- **YOUR GOAL**:
Go over the entries below line by line, copying each one that contains the word "parking".

- **LISTED RECORDS**:
━━━━━━━━━━━━━━━━━━━━
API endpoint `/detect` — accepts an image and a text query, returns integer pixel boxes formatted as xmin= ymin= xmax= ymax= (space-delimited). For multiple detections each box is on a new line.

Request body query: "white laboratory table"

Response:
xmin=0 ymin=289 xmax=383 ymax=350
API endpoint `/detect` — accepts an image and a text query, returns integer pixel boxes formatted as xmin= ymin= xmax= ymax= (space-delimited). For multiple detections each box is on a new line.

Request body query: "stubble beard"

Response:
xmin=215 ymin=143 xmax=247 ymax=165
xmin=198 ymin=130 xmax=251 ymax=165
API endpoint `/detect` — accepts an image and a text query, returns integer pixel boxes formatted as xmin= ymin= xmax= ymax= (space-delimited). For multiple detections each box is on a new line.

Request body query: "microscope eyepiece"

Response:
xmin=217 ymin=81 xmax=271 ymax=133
━━━━━━━━━━━━━━━━━━━━
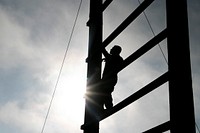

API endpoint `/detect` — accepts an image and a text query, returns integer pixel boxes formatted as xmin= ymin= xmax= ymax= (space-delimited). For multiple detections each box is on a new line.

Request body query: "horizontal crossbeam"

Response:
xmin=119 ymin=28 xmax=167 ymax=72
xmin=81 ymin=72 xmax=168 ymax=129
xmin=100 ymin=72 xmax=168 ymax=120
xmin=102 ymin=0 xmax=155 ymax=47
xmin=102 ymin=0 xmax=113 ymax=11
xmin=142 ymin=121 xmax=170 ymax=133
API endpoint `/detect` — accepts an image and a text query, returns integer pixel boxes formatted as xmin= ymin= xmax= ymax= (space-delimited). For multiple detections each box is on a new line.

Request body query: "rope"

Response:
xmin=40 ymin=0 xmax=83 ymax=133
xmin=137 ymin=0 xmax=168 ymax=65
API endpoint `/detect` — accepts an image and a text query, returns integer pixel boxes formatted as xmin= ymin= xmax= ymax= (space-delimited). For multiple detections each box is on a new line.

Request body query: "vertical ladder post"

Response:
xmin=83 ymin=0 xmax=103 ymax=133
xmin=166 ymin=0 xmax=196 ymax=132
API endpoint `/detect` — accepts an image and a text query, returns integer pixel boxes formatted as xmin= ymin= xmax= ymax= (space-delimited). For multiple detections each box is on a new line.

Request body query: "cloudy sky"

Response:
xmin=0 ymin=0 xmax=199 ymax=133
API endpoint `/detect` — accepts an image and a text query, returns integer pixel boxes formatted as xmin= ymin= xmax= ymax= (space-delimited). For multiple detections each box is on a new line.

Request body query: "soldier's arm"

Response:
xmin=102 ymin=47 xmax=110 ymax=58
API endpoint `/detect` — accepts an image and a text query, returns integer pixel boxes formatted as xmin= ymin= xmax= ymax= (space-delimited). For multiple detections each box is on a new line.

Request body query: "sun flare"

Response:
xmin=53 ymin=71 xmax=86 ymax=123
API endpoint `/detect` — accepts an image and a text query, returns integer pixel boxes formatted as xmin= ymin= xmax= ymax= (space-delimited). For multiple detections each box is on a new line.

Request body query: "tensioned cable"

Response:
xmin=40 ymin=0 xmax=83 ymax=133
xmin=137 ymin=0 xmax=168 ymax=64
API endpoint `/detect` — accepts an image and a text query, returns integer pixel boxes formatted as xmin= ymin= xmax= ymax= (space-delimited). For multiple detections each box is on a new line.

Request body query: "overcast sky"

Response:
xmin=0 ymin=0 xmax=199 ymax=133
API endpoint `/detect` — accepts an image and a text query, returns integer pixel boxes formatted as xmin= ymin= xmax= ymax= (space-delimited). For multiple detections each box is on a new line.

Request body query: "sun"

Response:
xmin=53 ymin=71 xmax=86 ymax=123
━━━━━━━━━━━━━━━━━━━━
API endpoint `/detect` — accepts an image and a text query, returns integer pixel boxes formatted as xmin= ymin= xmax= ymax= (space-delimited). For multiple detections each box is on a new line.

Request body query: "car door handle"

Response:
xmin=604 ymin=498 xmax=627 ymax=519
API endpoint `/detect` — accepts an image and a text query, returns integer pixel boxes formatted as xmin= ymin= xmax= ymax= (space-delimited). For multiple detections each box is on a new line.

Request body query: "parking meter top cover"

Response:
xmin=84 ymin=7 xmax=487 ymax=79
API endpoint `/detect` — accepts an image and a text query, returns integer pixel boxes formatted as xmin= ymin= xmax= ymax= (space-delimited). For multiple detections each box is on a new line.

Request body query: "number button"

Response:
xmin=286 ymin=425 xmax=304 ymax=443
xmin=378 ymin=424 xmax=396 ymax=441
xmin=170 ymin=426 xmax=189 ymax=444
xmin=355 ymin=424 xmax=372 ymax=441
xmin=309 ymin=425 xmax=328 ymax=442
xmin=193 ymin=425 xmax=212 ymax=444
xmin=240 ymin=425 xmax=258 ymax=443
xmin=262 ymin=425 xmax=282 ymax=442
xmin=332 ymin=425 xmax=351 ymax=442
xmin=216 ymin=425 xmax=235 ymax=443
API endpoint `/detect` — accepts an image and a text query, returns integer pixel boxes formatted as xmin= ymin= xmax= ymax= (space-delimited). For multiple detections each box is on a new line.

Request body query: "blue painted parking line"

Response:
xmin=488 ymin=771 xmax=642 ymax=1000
━━━━━━━━━━━━━━━━━━━━
- **OUTPUT OF THE EXERCISE**:
Request body query: "parking meter top cover"
Request body query: "blue painted parking line"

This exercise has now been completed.